(Recorded data)
= = =
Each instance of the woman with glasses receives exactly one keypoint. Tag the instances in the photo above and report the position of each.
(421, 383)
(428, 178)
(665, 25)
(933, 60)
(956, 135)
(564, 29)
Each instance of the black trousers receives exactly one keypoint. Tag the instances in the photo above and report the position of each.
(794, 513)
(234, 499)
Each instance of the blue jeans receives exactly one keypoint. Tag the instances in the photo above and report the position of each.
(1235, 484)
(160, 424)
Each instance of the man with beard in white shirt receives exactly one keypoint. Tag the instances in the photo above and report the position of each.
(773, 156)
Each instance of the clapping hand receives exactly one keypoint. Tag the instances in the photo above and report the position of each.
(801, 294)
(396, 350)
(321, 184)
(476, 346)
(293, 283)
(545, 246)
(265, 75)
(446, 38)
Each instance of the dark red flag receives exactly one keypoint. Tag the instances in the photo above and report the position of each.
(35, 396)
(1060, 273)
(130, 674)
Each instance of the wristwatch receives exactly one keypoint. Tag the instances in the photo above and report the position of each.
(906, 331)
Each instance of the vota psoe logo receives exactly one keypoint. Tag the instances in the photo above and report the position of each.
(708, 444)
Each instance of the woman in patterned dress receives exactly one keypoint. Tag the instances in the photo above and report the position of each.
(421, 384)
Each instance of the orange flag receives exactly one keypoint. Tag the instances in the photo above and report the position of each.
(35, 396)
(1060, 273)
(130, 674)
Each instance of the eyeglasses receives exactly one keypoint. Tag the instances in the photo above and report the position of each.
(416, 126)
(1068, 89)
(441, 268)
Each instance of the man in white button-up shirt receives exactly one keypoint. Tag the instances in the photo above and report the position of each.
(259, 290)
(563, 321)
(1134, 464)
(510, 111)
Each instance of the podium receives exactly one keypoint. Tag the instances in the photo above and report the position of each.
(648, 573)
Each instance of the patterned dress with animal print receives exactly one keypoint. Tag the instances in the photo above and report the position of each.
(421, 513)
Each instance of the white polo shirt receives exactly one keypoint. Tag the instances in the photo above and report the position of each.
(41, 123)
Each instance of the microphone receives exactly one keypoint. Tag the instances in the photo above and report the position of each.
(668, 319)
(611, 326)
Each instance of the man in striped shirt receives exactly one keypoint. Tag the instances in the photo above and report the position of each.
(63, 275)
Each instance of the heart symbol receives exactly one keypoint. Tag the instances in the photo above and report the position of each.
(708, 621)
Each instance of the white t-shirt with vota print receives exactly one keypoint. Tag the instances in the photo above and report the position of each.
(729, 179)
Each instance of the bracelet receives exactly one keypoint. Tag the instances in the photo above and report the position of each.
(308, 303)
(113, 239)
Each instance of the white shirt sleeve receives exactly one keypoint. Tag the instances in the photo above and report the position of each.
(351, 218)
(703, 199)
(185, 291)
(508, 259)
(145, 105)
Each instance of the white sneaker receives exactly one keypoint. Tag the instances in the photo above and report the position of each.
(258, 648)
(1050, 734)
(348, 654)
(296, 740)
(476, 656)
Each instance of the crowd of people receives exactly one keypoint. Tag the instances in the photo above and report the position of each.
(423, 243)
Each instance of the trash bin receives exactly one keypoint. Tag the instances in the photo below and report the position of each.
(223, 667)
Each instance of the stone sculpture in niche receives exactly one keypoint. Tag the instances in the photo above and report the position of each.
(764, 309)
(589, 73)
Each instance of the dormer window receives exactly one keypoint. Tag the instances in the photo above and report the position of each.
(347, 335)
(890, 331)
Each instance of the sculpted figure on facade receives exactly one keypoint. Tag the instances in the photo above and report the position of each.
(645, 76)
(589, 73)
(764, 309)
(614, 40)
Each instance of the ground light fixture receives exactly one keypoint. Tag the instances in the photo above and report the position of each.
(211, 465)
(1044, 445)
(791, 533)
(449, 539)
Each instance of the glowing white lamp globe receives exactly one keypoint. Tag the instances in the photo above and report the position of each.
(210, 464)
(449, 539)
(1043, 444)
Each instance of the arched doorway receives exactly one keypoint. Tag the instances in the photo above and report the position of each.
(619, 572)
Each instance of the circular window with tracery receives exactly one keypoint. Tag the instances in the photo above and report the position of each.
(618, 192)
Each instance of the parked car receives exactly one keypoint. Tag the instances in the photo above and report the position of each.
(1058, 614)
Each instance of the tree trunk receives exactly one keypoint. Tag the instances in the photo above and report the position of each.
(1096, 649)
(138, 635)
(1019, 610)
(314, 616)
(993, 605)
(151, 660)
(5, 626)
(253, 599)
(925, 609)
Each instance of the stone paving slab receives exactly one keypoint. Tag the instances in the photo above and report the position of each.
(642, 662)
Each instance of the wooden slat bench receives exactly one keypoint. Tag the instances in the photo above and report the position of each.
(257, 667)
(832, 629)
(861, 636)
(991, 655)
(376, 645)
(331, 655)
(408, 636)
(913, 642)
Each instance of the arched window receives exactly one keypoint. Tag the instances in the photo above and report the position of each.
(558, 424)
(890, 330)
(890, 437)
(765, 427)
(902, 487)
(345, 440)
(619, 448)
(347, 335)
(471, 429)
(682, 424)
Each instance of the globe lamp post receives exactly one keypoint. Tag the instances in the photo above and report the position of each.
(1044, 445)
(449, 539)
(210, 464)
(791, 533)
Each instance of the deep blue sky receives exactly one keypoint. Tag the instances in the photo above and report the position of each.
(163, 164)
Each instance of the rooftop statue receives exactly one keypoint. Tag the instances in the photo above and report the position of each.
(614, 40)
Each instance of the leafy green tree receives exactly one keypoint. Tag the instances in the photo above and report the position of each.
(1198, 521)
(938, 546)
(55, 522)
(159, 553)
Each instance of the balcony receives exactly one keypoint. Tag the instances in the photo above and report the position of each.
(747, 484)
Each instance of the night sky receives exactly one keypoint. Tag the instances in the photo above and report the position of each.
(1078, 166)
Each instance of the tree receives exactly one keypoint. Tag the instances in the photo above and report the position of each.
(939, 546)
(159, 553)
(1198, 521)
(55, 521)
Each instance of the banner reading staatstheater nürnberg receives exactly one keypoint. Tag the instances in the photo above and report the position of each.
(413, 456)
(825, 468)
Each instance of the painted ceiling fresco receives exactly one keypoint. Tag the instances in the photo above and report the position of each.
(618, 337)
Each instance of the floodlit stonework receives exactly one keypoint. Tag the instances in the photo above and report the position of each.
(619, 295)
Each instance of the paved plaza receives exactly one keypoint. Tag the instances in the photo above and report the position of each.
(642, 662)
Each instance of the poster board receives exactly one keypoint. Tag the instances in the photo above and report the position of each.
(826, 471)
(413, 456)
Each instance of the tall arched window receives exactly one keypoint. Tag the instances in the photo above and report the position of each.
= = =
Would you write down every record again, exactly?

— OUTPUT OF THE EXERCISE —
Each instance of the woman with glasses receives exactly one keypoint. Tag the instances in the photo above and report the position of each.
(421, 383)
(428, 178)
(665, 25)
(933, 60)
(956, 135)
(564, 29)
Each instance of the black trousers receives exactly one keypoint. Tag the instances in the photo above and report the position of each.
(794, 513)
(234, 499)
Each instance of the blue jeans receives exactly one keypoint. Tag the instances in the photo above and report the position of each.
(1235, 484)
(160, 424)
Each instance of the man with beard in white shirt receives exactly one keypoint. Tag the instances in the photo above and report the position of each.
(773, 156)
Each instance of the clapping hand receives exactly one keypoint. Tag the instances in the photo above and report the position of each.
(801, 294)
(396, 350)
(321, 184)
(476, 346)
(293, 283)
(545, 246)
(265, 75)
(446, 38)
Each instance of the dark red flag receives exactly one keypoint. Tag the instances in the photo above and report the position of each.
(35, 396)
(1060, 273)
(130, 674)
Each instance of the wristwatch receives exactly one keypoint. Tag the instances in the photo above and report the position of each.
(906, 331)
Each instance of the vota psoe logo receives exactly one keypoint. Tag the instances in the photo above and report the position of each.
(708, 444)
Each instance of the woman in patterned dress receives exactly one keypoint. Tag the instances in the photo above and report the position of each.
(421, 384)
Each instance of the orange flag receives exactly one keypoint. Tag the instances in the photo above and report the position of each.
(35, 396)
(1060, 273)
(130, 674)
Each instance of the eyeglasses receives exactly one keypoint. Tag the instances in the photo above and report the position of each.
(416, 126)
(1068, 89)
(441, 268)
Each instance of the man in white button-up shirt receives exactly one keypoint. Tag the instances in the photo above and report the position of each.
(259, 290)
(563, 321)
(1134, 464)
(510, 111)
Each instance of the podium receives exactly one keypoint. Tag the instances in the photo above and report the position of each.
(648, 573)
Each instance of the patterned dress with animal print receives exactly one keypoint. Tag the instances in the photo above and report the position of each.
(421, 513)
Each instance of the white polo shirt receives exactly one keypoint. Tag the instances in the photo above and report the position of each.
(41, 123)
Each instance of the microphone receives exactly one keypoint. Tag the instances in the photo above and report the position of each.
(668, 319)
(611, 326)
Each instance of the man in striped shirt receives exactly one keypoint. Tag the instances in the photo above and report the position of each.
(63, 275)
Each instance of the heart symbol receives exactly one keypoint. Tag the instances in the photo above and report the position of each.
(708, 621)
Each instance of the white t-shirt with vota print receives exactly one keypoint. Tag the instances in the photo above and report the position of each.
(729, 179)
Each instance of the bracelet receives exactly one keypoint. Tag the instances in the photo above and report the position of each.
(308, 303)
(113, 239)
Each instance of the white shirt sleeve receives exactly one keypoint. Tag the instances in the photo above and report the position of each.
(351, 218)
(703, 199)
(185, 291)
(508, 259)
(145, 105)
Each instance of the white sneaker receives exactly one keypoint. Tag the instances in the photo above and report the position of each.
(258, 648)
(1050, 734)
(348, 654)
(296, 740)
(476, 656)
Each instance of the crowd of people receives exactly one keypoint. Tag the instances in the photo above and report the position of each.
(423, 243)
Each instance of the trash bin receives exactly one keypoint. Tag the instances in the photo below and report the position of each.
(223, 667)
Each instance of the stone sculpture in niche receives exactly one keypoint. Tag the instances in the photo above and report the position of each.
(764, 309)
(589, 73)
Each instance of the dormer window receives exactly one keypoint. Tag the instances in the photo above and report the position of each.
(347, 335)
(890, 331)
Each instance of the sculpted figure on facade receives exactly one keypoint. Tag the instances in the photo above and report the position of each.
(645, 76)
(589, 73)
(764, 309)
(614, 40)
Each instance of the ground light fixture receives exactly one keypoint. Tag the instances in the photo above and report the position of each.
(211, 465)
(1044, 445)
(791, 533)
(449, 539)
Each instance of the glowing white lamp globe receives exactly one keypoint. Tag the instances in the photo above and report the position of each.
(210, 464)
(449, 539)
(1043, 444)
Each instance of the arched doorway receives exactly one keypoint. Tag the instances in the photo above and report the position of each.
(619, 572)
Each instance of the circular window with tracery receives exactly one keypoint. Tag the instances in the photo above and report the position of each.
(618, 192)
Each instance of the parked car receives exactly one keypoint. Tag the instances in the photo above and report the position of each.
(1058, 614)
Each instance of the tree trunk receives exactly one keypoint. Tag the instances in the photo above and report the position of each.
(1096, 649)
(138, 635)
(1019, 610)
(314, 616)
(993, 605)
(151, 660)
(5, 626)
(253, 599)
(925, 609)
Each instance of the stone paving slab receives exactly one keypoint. Tag the instances in the photo above and report the position of each.
(642, 662)
Each instance of the wooden slat bench receives exactly one keypoint. Tag the instances in the photo above and report the position of each.
(257, 667)
(832, 629)
(861, 636)
(991, 655)
(376, 645)
(331, 655)
(408, 636)
(913, 642)
Each instance of the arched window receives exactly one keypoint. Tag the instances in the photo above and report the position of each.
(558, 424)
(890, 330)
(890, 437)
(765, 427)
(902, 487)
(345, 440)
(619, 448)
(347, 335)
(471, 429)
(682, 424)
Each instance of the globe lamp post receives exactly one keypoint. Tag the instances in the photo above and report the position of each.
(1044, 445)
(449, 539)
(210, 464)
(791, 533)
Each instance of the deep blue sky receives exactly one keypoint. Tag the instances in the photo above and report the position of each.
(163, 164)
Each instance of the rooftop statue receives exactly one keypoint. Tag the instances in the photo above and report the position of each.
(614, 40)
Each instance of the leafy green tree receives exactly one keypoint. Tag the instances in the photo above and report the position of each.
(1198, 521)
(938, 546)
(55, 522)
(159, 553)
Each instance of the balcony receives exactly one keypoint. Tag the instances in the photo above and report the position of each.
(747, 484)
Each instance of the night sky receives exactly one keypoint. Tag the instances in the photo above and report the position of each.
(1078, 166)
Each instance of the tree receives exactly one keypoint. Tag the instances in the photo above and report the position of each.
(939, 546)
(159, 553)
(1198, 521)
(55, 521)
Each instance of the banner reading staatstheater nürnberg receives exactly one keypoint. Tag the instances in the photo above and report the position of each.
(413, 456)
(825, 468)
Each instance of the painted ceiling fresco receives exactly one keypoint. Tag the instances in the photo above and report the position of each.
(618, 337)
Each instance of the floodlit stonework receives exactly one keypoint. Tag the instances in the photo above and report the position of each.
(619, 295)
Each instance of the paved plaza receives exactly one keypoint. Tag the instances in the photo above and report the position of each.
(642, 662)
Each instance of the poster board receives exactly one keypoint. Tag the instances in the photo above and report the position of each.
(826, 471)
(413, 456)
Each instance of the tall arched window receives exactly one keypoint. Tag the instances in the photo above and report the position of each.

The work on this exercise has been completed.